ACTIONS À MENER:
- 1) Répondez aux questions suivantes à l'aide de l'extrait ci-dessous.
(a) D'après l'arrêt du 9 janvier 1991, à quelle date a été rendue l'ordonnance ayant constaté l'acquisition de la clause résolutoire ?
(b) D'après l'arrêt du 25 février 2004, quelle échéance fixée par l'ordonnance du 29 juillet 1997 les preneurs n'avaient-ils pas honorée ?
(c) Quel article du Code de commerce le juge ne peut-il pas appliquer d'office ?
- 2) Reformulez plus brièvement le paragraphe de l'extrait ci-dessous qui commence par « En outre, si l'ordonnance de référé », en conservant ses informations essentielles.

EXTRAIT DU DOCUMENT:
━━━━━━━━━━━━━━━━
En outre, si l'ordonnance de référé constatant l'acquisition de la clause résolutoire n'a pas au principal l'autorité de la chose jugée et ne s'impose donc pas, en principe et sous réserve de ce qui vient d'être exposé, au juge saisi au fond aux mêmes fins, elle s'impose, en revanche, lorsqu'elle est définitive, au juge du fond statuant dans une instance ayant un objet distinct :
— « si l'ordonnance de référé constatant l'acquisition d'une clause résolutoire n'a pas au principal l'autorité de la chose jugée et ne s'impose pas au juge saisi au fond aux mêmes fins, la cour d'appel, statuant dans une instance ayant un objet distinct, à savoir l'opposabilité au bailleur de la cession du fonds intervenue postérieurement à l'ordonnance du 29 avril 1985 ayant constaté l'acquisition de la clause résolutoire, a exactement décidé que cette ordonnance étant devenue définitive, la société preneuse était sans droit au bail » (Cass. 3e civ., 9 janv. 1991, no 89-13.790, Bull. civ. III, no 15, Rev. loyers 1991, p. 248, note Vaissette) ;
— « mais attendu que si l'ordonnance de référé constatant l'acquisition d'une clause résolutoire n'a pas au principal l'autorité de la chose jugée et ne s'impose pas au juge saisi au fond aux mêmes fins, la cour d'appel, statuant dans une instance ayant un objet distinct, à savoir la validité de la demande de renouvellement du bail formé le 7 janvier 1999 par les preneurs postérieurement à l'ordonnance du 29 juillet 1997 ayant suspendu les effets de la clause résolutoire et qui a relevé que l'échéance du 15 septembre 1997 fixée par cette ordonnance n'avait pas été honorée par les preneurs, de sorte que la clause résolutoire était réputée acquise à cette date, en a exactement déduit, sans être tenue de procéder à une recherche que ses constatations rendait inopérante, que l'ordonnance de référé, signifiée le 29 juillet 1997, étant devenue irrévocable, les preneurs ne pouvaient valablement solliciter le renouvellement du bail ». (Cass. 3e civ., 25 févr. 2004, no 02-12.021, Bull. civ. III, no 39).
c) L'impossibilité pour le juge de suspendre d'office les effets de la clause résolutoire
Le juge ne peut faire application d'office des dispositions de l'article L. 145-41 du Code de commerce, le locataire devant impérativement solliciter des délais et la suspension des effets de la clause résolutoire :
— « La locataire n'ayant pas, dans le mois du commandement visant la clause résolutoire, réglé les loyers dont elle était débitrice et aucun délai de paiement n'ayant été sollicité, c'est à bon droit que les juges du fond déclarent le bail résilié, bien que la locataire se soit acquittée des loyers arriérés, les dispositions de l'article 25, alinéa 2 du décret du 30 septembre 1953 supposant une demande de délai présentée dans les formes prévues à l'article 1244 du Code civil » (Cass. 3e civ., 16 juill. 1975, no 74-13.221, Bull. civ. III, no 253, Rev. loyers 1975, p. 439) ;
— « il appartenait aux preneurs, s'ils désiraient obtenir le bénéfice des dispositions de l'article 25 du décret du 30 septembre 1953 et de l'article 1244 du Code civil (C. civ., art. 1342-4, nouv.), d'en faire la demande.
━━━━━━━━━━━━━━━━
LIGNES FOURNIES:
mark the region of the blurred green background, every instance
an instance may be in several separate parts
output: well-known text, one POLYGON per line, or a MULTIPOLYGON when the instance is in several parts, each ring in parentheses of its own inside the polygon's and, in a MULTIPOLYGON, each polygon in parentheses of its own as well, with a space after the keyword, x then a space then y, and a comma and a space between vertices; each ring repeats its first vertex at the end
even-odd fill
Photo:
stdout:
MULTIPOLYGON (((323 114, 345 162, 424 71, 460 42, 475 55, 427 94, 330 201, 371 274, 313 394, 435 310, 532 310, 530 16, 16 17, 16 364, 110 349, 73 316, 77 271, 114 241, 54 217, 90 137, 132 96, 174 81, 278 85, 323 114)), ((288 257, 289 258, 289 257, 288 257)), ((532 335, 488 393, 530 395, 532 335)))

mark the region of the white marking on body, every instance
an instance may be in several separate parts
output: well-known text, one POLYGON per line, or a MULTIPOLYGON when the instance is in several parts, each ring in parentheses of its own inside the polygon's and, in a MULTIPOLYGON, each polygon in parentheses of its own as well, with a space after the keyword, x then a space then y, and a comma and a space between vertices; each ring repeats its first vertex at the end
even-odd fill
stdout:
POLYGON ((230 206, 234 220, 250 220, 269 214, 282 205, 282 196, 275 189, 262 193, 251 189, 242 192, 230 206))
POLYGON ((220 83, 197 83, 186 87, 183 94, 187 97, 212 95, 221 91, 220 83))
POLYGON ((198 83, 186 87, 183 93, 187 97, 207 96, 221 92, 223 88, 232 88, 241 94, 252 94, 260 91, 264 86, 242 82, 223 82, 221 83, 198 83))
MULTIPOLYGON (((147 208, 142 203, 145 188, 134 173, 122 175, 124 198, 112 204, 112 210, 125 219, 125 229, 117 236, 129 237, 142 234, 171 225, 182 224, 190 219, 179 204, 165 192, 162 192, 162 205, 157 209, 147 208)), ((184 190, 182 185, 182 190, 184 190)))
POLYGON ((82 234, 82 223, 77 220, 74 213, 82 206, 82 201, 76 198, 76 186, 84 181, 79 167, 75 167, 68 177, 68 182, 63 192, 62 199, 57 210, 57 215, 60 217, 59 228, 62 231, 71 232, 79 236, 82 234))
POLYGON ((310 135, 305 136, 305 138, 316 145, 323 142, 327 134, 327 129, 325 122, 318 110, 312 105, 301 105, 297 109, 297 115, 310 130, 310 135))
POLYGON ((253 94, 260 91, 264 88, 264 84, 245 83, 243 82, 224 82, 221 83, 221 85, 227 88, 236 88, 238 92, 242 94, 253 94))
━━━━━━━━━━━━━━━━
RÉPONSES:
- 1)
(a) Le 29 avril 1985.
(b) L'échéance du 15 septembre 1997.
(c) L'article L. 145-41.

- 2) L'ordonnance de référé constatant l'acquisition de la clause résolutoire n'a pas l'autorité de la chose jugée au principal. En principe, elle ne s'impose donc pas au juge du fond saisi aux mêmes fins. Une fois définitive, elle s'impose en revanche au juge du fond statuant dans une instance ayant un objet distinct.